## PROBLEM
Reproduce each line of the records below word for word, changing nothing.

## DATA IN THIS EXERCISE
- - - -
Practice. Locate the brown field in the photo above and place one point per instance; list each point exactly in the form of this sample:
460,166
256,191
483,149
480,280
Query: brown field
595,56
- - - -
## TASK RESPONSE
Practice. Locate the brown field in the photo above and place one point per instance; list each point exactly in the form of this sample:
460,166
256,191
483,149
480,280
Query: brown field
595,56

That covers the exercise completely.